> **EXERCISE PROMPT**
According to the article on the Stop & Shop project review, by roughly how much had the project's size been reduced since the initial application?

-- begin DOCUMENT --

Mr. London told the Gazette this week that he made the decision to take Mr. Foley off the public hearing portion of the project in response to complaints. “We wanted to make sure that there was an appearance of impartiality,” Mr. London said. He said he couldn’t think of another time that a staff member had been pulled back from a project review.
In November the public hearing resumed with a fourth session. At that point, Mr. Coogan told the commission that the size of the project had been reduced by about 15 per cent since the initial application. “Going any smaller than this just doesn’t make sense to Stop & Shop,” he said.
At a continued hearing the same month traffic and parking were discussed. Commissioners heard from Stop & Shop’s engineer and one hired by the commission for peer review. There was disagreement over how to calculate the numbers and how much impact the expansion would have on traffic.
Two months later a fifth hearing was held, and it was clear at the beginning that it would not be the final one. Mr. London said offers from the applicant could not be addressed because they were tied to the parking lot, which remained an unresolved issue.
The day before the January hearing, Mr. Coogan emailed about concerns going forward as scheduled. “While we are loathe to push this out any further, we know what is going to come of tomorrow without resolution on the lot, and therefore we think it may be very beneficial not to incite the masses and push off tomorrow night’s hearing until the town has a resolution,” he wrote.
A decision on the parking lot had been expected by the Tisbury selectmen at a Jan. 7 meeting, Mr. Coogan said, but there was no quorum. A meeting scheduled for Jan. 22 was cancelled because of a snowstorm, though emails show that the town tried to go forward with the meeting even though town offices were closed.
His request to postpone, Mr. Coogan noted, “is not due to any delay on S&S part, and we want that to be clear. We are ready to go. We have outstanding issues, affordable housing and points within the offers to debate of course, but we think there is no benefit to having a raucous meeting that will center around an unknown, the parking lot.”
Mr. Hancock, the MVC chairman, replied that discussing offers in a public meeting was the commission’s usual procedure.
The next day, Jan. 23, Mr. Coogan wrote: “I am frankly not sure if S&S will move forward if the hearing is left open while the offers are discussed. If we do, you’ll note our objection to it. We all know well that doing so will leave the commission no choice but to listen to hours more of public comment on the same topics we’ve been discussing since July.

-- end DOCUMENT --
-- begin EXTRACTED ENTRIES --

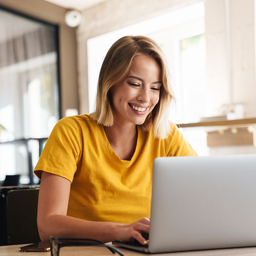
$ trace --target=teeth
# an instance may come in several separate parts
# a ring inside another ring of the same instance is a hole
[[[138,110],[138,111],[139,111],[140,112],[143,112],[143,111],[145,111],[145,110],[146,110],[146,108],[141,108],[141,107],[138,108],[138,107],[135,107],[133,105],[131,106],[134,110]]]

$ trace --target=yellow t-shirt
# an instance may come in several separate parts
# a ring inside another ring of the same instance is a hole
[[[139,126],[130,161],[120,160],[103,127],[89,115],[65,118],[55,126],[35,169],[72,182],[67,215],[97,221],[130,223],[150,217],[153,161],[161,156],[196,155],[177,126],[155,139]]]

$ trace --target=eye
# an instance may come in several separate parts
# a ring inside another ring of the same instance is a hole
[[[151,89],[151,90],[154,91],[159,91],[160,90],[160,88],[155,88],[155,87],[153,87]]]
[[[139,86],[139,85],[137,84],[134,84],[133,83],[131,83],[130,82],[127,82],[127,83],[128,85],[131,85],[131,86],[136,87]]]

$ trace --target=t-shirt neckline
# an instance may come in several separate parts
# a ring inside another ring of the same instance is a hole
[[[142,132],[139,126],[136,126],[138,130],[138,138],[135,151],[130,160],[121,160],[116,154],[108,140],[103,126],[100,125],[102,139],[100,140],[102,149],[109,158],[114,163],[120,166],[127,167],[131,165],[136,159],[140,151],[142,142]]]

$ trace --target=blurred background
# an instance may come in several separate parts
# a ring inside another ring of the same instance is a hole
[[[0,182],[33,171],[56,123],[93,111],[118,39],[165,53],[169,119],[199,155],[256,153],[254,0],[0,0]]]

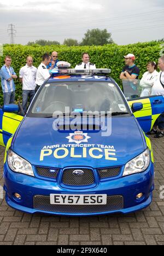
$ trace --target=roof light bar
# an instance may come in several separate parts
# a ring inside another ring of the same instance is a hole
[[[96,68],[95,69],[54,69],[49,71],[50,74],[108,74],[111,72],[109,68]]]

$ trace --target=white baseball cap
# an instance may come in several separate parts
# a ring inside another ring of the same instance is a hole
[[[134,54],[128,54],[127,55],[124,56],[124,57],[125,59],[131,59],[132,60],[136,60],[135,56],[134,55]]]

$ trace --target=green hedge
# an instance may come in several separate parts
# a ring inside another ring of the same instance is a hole
[[[133,53],[136,56],[136,65],[140,69],[140,78],[146,71],[146,65],[148,61],[157,62],[161,50],[161,43],[150,42],[138,43],[127,45],[112,44],[92,46],[67,46],[66,45],[51,45],[41,46],[39,45],[24,46],[21,45],[7,45],[3,48],[3,56],[0,57],[0,68],[4,65],[4,57],[10,55],[12,57],[12,66],[19,76],[19,70],[26,64],[27,56],[33,57],[33,65],[38,67],[41,61],[42,56],[45,53],[51,53],[55,50],[58,53],[60,60],[70,62],[71,67],[81,61],[81,53],[88,52],[91,56],[91,61],[96,64],[97,68],[110,68],[112,69],[111,77],[121,86],[119,79],[122,68],[125,65],[124,55]],[[16,86],[16,100],[21,98],[22,86],[19,79],[15,82]],[[1,86],[0,104],[3,104],[3,94]]]

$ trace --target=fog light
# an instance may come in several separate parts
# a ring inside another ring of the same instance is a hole
[[[17,199],[21,199],[21,196],[19,195],[19,194],[17,193],[15,193],[14,194],[14,196]]]
[[[143,193],[140,193],[137,195],[136,197],[137,199],[140,199],[143,197]]]

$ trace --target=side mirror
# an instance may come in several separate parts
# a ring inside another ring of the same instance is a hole
[[[7,113],[18,113],[19,108],[15,104],[8,104],[3,106],[2,111]]]
[[[143,104],[141,102],[134,103],[132,104],[131,109],[133,113],[139,111],[143,109]]]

-- end EXTRACTED ENTRIES --

> **THE REPLY**
About 15 percent.